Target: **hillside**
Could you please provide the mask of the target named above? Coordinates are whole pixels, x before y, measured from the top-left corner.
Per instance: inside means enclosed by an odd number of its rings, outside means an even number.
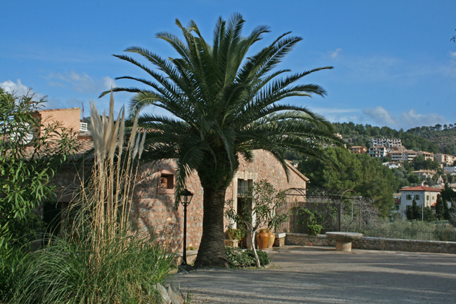
[[[438,125],[430,127],[424,126],[407,131],[402,129],[398,131],[388,127],[355,125],[351,122],[334,122],[333,126],[343,138],[351,138],[353,145],[370,147],[372,137],[400,138],[407,149],[456,154],[456,129],[452,127],[438,130],[436,127]]]
[[[447,127],[443,130],[435,130],[428,127],[417,127],[408,130],[407,132],[419,136],[437,145],[440,153],[456,155],[456,129]]]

──────────

• What you will do: Print all of the material above verbatim, without the picture.

• Final answer:
Target: **hillside**
Could you please provide the mask of the target named above? Coordinates are whole pixels, x before y, measured from the top-left corner.
Per instance: inside means enclosed by an odd number of its rings, outside means an even number.
[[[438,125],[430,127],[424,126],[407,131],[402,129],[398,131],[388,127],[355,125],[351,122],[334,122],[333,126],[343,138],[351,138],[353,145],[370,147],[372,137],[400,138],[407,149],[456,154],[456,129],[452,127],[438,130],[436,127]]]
[[[447,127],[443,130],[435,130],[428,127],[417,127],[408,130],[407,132],[419,136],[437,145],[440,153],[456,155],[456,129]]]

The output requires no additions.